CONSIGNE A> Recopiez l'extrait sur la basse électrique en commençant à "Dans la seconde" et en terminant à "de leur instrument...", et mettez "bassistes" à la place de "contrebassistes".
CONSIGNE B>
Répondez à ces questions sur l'extrait consacré à la basse électrique :
(i) À quelle période naissent les premiers orchestres de rock and roll ?
(ii) À quoi ressemble le son rendu par les micros de l'époque ?
(iii) De quoi les contrebassistes se plaignent-ils en plus ?

EXTRAIT>
La basse électrique


Les débuts

Dans la seconde moitié des années 40 naissent les premiers orchestres de rock and roll, issus du jazz. Les contrebassistes de ces orchestres ont beau faire : leur instrument est couvert par la batterie et on a de plus en plus de mal à les entendre. Quelques essais d'amplification sont faits, mais les micros de l'époque sont de si mauvaise qualité que le son restitué ressemble davantage aux douces vibrations d'une machine-outil qu'à celles d'un instrument de musique. Qui plus est, les contrebassistes déplorent l'encombrement de leur instrument...

DONNÉES>
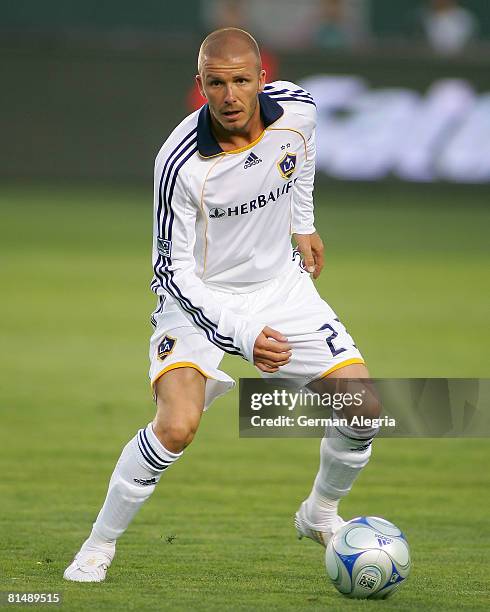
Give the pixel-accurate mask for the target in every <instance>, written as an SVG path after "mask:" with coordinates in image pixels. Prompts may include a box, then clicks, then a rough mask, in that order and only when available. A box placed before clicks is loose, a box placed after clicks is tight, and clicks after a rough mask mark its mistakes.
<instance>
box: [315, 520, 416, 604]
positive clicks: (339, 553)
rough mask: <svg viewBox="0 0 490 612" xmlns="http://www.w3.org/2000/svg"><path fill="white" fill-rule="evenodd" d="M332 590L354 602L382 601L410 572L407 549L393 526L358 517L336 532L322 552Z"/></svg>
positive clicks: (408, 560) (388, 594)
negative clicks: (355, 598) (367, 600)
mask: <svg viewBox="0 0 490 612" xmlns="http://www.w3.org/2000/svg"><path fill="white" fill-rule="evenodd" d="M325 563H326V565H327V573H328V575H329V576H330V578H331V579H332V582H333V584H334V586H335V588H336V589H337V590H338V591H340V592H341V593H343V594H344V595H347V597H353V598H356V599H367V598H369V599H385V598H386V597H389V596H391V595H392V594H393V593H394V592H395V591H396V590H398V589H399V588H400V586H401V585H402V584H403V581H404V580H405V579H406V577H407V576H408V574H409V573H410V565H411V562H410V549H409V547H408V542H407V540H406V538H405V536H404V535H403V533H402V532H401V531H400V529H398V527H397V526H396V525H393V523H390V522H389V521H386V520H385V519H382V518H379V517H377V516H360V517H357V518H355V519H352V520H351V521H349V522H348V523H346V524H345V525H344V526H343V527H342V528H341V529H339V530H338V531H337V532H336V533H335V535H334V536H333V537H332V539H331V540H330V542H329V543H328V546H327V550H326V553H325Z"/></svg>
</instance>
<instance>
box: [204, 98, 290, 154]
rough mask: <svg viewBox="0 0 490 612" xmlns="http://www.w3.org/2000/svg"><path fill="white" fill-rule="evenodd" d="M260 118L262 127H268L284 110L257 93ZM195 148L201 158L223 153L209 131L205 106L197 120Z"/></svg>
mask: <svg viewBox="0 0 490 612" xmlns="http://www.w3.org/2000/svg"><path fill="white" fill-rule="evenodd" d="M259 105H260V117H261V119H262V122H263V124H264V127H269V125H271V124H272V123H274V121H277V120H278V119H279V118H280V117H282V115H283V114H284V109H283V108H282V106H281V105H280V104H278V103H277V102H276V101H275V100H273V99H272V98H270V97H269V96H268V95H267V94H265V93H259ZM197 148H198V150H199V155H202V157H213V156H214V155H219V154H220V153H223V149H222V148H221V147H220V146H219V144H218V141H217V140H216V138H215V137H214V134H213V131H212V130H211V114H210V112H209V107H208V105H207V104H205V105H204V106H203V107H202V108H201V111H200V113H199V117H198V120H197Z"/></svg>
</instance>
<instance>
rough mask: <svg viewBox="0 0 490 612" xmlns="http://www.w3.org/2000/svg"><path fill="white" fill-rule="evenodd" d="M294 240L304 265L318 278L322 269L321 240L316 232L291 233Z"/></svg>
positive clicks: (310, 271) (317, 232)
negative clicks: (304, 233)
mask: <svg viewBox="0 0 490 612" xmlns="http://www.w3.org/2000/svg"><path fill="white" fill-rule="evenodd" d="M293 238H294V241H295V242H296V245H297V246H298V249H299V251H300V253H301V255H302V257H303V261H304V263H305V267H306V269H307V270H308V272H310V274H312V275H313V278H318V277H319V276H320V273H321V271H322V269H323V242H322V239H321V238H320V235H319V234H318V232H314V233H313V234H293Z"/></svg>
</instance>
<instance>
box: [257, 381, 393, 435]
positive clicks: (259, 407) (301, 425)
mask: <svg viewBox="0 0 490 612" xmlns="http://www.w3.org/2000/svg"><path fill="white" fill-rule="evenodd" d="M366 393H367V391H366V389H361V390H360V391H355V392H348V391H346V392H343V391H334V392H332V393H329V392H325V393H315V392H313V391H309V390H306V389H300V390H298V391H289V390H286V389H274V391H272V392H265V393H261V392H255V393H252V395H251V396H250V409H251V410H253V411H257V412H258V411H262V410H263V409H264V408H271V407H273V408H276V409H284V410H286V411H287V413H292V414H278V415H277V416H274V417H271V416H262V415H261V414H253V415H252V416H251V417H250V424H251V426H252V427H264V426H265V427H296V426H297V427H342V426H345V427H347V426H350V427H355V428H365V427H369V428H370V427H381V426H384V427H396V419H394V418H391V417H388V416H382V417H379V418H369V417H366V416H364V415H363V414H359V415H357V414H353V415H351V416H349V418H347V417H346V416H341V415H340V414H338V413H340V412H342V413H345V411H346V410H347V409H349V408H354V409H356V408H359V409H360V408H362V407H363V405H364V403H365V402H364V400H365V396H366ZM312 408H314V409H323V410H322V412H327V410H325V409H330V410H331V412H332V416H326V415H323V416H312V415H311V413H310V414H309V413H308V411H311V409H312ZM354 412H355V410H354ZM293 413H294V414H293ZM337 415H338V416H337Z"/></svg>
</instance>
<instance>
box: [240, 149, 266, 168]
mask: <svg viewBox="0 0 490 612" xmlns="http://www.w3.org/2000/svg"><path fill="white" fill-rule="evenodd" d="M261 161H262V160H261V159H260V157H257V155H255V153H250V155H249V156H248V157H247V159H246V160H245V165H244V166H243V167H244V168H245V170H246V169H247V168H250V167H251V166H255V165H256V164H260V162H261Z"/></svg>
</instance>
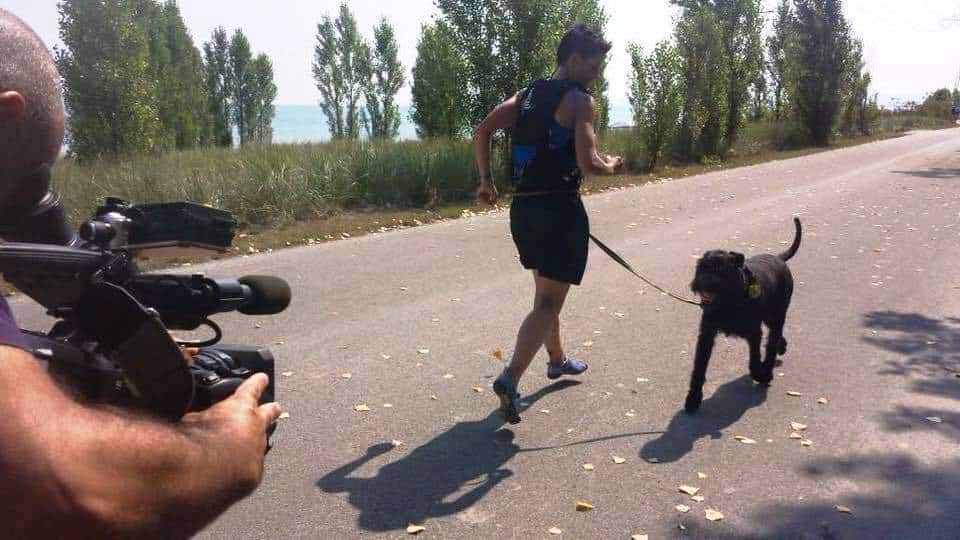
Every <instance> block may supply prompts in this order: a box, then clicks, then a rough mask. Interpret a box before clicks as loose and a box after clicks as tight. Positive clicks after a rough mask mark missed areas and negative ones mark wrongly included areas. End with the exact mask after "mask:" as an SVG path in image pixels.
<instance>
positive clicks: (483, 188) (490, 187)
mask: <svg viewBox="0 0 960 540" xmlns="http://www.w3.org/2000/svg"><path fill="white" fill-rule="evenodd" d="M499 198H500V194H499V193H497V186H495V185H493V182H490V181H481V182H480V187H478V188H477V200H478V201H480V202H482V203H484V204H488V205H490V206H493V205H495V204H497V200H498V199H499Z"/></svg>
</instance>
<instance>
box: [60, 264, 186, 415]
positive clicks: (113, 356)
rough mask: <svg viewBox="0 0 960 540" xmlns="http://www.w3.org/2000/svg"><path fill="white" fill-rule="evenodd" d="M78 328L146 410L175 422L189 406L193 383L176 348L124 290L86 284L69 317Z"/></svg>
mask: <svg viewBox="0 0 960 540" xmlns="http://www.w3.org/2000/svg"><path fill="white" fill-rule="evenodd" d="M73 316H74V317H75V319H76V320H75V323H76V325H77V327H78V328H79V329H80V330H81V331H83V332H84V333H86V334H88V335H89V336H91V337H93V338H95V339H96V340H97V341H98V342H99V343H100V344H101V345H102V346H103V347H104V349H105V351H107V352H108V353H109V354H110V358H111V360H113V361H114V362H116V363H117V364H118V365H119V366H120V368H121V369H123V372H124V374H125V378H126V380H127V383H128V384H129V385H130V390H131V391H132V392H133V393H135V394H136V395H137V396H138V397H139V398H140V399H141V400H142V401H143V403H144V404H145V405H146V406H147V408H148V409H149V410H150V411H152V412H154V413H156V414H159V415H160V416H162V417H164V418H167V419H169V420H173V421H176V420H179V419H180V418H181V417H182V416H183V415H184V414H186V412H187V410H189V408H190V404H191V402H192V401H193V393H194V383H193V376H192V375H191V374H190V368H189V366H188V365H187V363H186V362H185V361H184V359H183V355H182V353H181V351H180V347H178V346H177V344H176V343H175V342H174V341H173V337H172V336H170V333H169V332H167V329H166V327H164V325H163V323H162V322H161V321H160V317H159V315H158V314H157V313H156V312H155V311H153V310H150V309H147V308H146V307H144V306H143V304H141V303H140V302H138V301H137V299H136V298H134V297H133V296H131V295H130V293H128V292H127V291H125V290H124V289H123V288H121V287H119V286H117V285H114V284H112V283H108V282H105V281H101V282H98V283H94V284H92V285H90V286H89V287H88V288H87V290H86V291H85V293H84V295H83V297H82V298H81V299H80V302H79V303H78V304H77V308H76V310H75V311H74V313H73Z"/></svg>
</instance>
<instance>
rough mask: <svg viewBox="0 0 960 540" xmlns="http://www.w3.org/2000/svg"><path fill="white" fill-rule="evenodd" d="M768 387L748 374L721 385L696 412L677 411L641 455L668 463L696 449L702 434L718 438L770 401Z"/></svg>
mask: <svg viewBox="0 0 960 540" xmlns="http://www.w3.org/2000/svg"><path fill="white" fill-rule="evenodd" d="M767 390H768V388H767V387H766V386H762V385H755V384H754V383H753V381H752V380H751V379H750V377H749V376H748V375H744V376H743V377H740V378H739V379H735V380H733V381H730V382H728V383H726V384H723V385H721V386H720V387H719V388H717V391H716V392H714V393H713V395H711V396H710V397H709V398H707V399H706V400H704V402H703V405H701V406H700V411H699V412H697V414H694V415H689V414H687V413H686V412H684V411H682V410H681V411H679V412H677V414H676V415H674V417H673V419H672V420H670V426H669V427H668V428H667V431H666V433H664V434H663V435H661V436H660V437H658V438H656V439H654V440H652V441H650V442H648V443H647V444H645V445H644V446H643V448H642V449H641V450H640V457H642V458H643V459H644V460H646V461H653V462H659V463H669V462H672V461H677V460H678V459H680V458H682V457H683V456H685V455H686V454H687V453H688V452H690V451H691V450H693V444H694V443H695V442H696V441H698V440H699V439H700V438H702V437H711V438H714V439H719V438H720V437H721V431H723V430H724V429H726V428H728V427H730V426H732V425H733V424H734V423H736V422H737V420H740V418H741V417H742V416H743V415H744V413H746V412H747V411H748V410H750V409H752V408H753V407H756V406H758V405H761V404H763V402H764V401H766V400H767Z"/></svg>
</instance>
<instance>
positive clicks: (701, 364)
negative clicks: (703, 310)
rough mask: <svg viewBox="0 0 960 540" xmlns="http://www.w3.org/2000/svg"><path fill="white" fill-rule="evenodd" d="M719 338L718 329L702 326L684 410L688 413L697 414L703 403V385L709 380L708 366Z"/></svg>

RÉPONSE A>
Dans la seconde moitié des années 40 naissent les premiers orchestres de rock and roll, issus du jazz. Les bassistes de ces orchestres ont beau faire : leur instrument est couvert par la batterie et on a de plus en plus de mal à les entendre. Quelques essais d'amplification sont faits, mais les micros de l'époque sont de si mauvaise qualité que le son restitué ressemble davantage aux douces vibrations d'une machine-outil qu'à celles d'un instrument de musique. Qui plus est, les bassistes déplorent l'encombrement de leur instrument...

RÉPONSE B>
(i) Dans la seconde moitié des années 40.
(ii) Aux douces vibrations d'une machine-outil plutôt qu'à celles d'un instrument de musique.
(iii) De l'encombrement de leur instrument.